-- Stated exercise --
Locate each line in the records below that contains the word "trench", and copy every such line.

-- Input material --
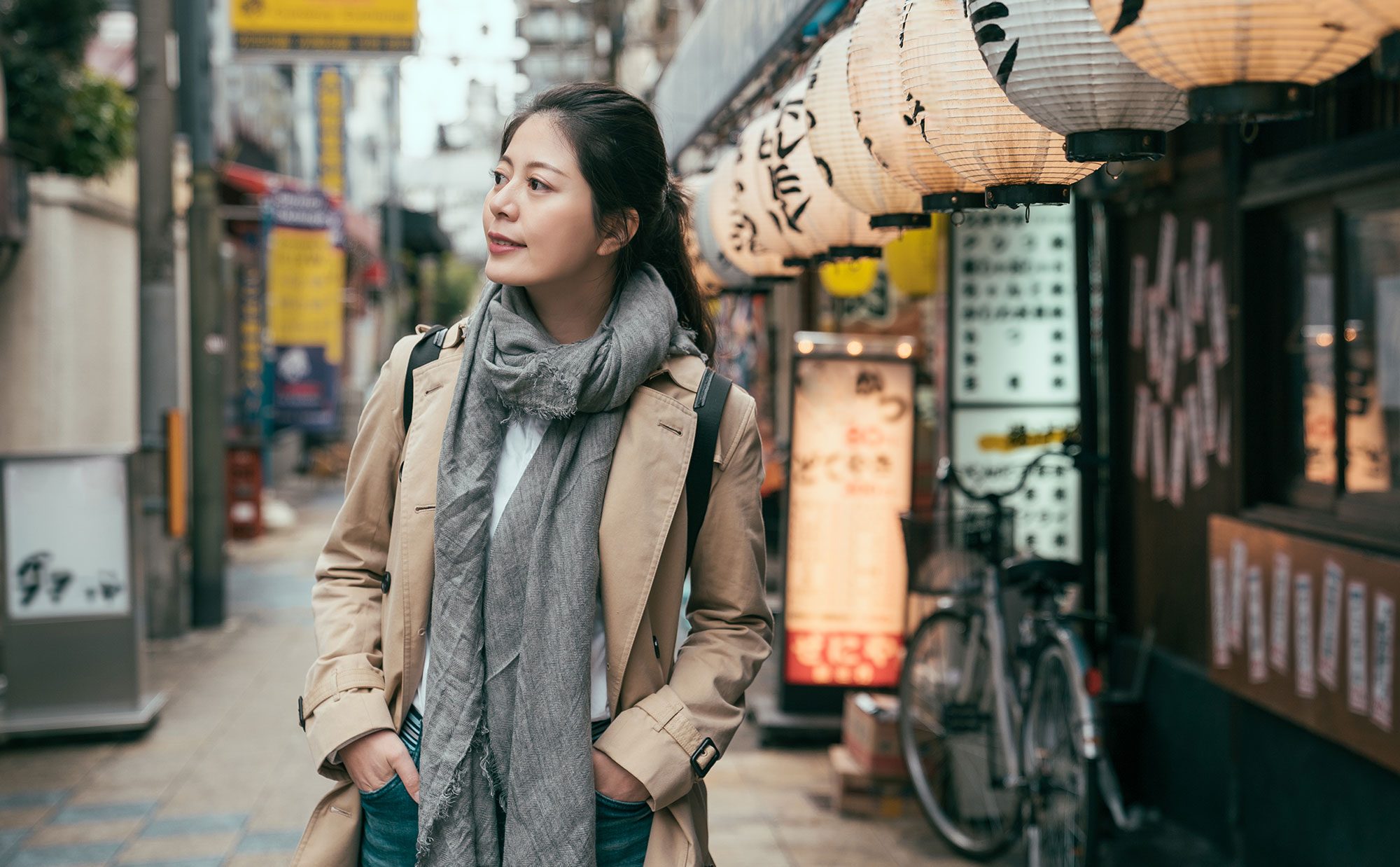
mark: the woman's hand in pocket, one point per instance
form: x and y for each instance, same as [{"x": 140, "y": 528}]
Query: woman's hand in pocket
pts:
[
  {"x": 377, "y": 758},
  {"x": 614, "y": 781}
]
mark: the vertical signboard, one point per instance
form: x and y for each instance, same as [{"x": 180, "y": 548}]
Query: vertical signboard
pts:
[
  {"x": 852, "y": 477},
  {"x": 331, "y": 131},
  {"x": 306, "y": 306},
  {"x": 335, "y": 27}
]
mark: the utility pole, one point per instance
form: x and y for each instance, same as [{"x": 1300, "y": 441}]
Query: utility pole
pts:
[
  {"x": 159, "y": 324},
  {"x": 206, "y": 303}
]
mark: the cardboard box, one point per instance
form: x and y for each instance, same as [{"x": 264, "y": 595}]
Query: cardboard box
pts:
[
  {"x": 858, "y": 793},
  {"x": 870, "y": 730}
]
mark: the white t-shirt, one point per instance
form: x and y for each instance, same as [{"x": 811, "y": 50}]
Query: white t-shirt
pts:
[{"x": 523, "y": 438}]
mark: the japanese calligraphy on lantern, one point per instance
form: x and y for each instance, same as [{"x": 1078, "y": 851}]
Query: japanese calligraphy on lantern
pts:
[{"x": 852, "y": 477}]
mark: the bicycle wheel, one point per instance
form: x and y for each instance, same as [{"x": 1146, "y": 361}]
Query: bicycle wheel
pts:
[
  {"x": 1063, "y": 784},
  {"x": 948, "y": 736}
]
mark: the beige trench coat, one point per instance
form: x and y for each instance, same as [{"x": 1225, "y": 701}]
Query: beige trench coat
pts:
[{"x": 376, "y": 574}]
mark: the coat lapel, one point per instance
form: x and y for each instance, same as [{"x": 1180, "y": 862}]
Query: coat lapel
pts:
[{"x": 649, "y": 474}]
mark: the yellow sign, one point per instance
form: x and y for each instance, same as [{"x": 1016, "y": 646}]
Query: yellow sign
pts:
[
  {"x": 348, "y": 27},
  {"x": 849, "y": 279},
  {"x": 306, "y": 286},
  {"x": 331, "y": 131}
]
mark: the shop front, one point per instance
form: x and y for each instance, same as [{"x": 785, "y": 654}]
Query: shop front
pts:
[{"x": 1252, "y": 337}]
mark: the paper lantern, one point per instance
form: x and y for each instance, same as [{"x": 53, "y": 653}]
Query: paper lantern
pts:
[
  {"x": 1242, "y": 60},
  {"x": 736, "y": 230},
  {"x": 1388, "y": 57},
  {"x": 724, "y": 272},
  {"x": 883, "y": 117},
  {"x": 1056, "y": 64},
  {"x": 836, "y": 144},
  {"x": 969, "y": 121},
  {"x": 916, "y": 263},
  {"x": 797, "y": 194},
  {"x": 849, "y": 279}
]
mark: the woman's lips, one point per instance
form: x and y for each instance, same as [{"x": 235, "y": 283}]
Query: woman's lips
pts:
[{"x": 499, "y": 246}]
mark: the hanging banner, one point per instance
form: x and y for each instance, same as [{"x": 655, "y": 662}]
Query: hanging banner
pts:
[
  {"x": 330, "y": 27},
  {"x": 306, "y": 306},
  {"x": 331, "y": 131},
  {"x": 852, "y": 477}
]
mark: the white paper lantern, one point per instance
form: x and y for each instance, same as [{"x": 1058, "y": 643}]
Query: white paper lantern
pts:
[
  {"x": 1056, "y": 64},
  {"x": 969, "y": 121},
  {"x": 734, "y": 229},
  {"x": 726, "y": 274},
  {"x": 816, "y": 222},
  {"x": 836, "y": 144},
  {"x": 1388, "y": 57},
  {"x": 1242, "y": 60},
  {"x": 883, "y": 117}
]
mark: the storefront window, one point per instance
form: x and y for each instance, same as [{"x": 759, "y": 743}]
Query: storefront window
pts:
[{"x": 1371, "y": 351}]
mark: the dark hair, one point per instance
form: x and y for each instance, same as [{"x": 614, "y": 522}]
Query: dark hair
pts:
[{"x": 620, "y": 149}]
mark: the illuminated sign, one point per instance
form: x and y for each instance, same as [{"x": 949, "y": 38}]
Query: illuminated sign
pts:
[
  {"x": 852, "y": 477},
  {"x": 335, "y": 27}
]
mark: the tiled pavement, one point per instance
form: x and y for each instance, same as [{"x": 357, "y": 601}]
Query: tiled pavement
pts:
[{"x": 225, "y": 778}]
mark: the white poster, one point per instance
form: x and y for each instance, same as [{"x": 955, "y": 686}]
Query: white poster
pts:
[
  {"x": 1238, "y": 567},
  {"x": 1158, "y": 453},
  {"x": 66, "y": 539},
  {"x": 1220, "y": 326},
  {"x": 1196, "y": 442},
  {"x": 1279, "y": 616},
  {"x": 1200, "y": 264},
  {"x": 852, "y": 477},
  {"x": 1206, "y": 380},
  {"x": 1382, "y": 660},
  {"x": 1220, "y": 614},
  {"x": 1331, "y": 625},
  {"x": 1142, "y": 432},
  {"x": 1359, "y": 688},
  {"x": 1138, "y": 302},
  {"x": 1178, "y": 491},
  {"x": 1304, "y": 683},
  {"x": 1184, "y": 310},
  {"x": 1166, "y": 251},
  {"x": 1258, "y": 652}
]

==

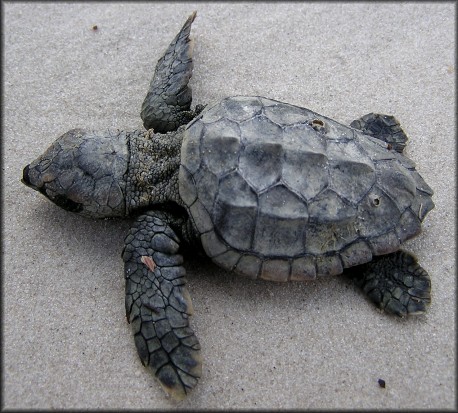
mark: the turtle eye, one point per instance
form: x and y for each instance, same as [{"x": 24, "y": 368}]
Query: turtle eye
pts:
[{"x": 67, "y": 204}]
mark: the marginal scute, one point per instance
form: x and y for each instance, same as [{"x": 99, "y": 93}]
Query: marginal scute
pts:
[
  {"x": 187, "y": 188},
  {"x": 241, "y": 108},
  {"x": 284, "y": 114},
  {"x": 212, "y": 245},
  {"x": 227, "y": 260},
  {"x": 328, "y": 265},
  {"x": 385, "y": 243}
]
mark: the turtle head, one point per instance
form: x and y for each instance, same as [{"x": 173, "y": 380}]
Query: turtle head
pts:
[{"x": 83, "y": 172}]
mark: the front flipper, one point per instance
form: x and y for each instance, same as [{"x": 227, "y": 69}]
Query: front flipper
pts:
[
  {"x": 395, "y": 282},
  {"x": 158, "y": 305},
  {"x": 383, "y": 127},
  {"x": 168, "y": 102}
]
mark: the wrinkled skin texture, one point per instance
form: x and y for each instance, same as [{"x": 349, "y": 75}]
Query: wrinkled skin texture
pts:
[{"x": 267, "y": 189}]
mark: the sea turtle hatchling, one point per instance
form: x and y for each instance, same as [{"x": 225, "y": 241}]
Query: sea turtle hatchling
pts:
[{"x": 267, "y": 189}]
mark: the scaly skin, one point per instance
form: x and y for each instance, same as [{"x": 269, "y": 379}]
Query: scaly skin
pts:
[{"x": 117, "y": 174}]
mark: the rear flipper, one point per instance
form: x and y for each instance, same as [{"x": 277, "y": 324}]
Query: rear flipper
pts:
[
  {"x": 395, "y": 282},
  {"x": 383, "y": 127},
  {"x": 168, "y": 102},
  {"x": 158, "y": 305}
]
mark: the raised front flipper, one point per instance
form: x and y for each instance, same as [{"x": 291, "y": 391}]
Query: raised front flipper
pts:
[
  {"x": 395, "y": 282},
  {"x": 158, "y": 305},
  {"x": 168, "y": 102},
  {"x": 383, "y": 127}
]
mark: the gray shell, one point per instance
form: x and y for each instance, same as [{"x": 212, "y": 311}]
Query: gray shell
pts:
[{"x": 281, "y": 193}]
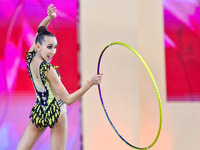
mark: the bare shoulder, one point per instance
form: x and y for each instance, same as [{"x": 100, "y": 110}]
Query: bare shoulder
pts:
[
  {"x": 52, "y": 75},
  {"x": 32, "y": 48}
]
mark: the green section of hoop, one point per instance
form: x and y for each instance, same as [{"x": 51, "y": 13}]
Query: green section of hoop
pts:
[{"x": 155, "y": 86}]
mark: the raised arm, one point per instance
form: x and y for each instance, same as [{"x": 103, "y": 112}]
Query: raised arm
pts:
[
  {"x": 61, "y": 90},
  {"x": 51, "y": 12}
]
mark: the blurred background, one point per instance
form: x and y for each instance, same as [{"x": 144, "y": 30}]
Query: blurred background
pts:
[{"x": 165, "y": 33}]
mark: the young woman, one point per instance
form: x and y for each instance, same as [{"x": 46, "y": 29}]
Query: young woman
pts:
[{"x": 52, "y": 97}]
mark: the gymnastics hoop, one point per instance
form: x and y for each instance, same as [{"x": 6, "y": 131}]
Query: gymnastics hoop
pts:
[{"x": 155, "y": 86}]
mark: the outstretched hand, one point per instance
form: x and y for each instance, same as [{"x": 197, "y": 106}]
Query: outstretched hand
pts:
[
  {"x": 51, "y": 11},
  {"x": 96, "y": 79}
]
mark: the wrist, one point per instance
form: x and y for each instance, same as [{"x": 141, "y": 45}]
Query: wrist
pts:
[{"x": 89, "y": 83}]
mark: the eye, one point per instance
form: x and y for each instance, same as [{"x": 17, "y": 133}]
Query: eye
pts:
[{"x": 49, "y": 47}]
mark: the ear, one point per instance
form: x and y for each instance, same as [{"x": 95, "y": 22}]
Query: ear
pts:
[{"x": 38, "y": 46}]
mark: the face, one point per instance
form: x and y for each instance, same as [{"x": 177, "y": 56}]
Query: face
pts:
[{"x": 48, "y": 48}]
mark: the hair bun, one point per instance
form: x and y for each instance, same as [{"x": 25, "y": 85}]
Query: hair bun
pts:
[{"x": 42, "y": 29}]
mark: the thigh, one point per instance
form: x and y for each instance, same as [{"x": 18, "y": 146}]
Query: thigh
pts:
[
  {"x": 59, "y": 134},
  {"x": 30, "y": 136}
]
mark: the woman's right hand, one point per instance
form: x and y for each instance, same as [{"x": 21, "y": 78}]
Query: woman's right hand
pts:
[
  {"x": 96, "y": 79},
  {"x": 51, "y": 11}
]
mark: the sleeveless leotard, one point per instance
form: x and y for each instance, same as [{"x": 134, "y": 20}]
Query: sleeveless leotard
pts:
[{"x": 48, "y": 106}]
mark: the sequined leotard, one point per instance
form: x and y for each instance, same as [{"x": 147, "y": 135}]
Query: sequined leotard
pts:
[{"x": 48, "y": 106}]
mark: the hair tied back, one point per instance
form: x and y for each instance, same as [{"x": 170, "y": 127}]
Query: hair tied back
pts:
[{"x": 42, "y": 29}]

-- Result for this exercise --
mark: the beige trench coat, one point per instance
Query: beige trench coat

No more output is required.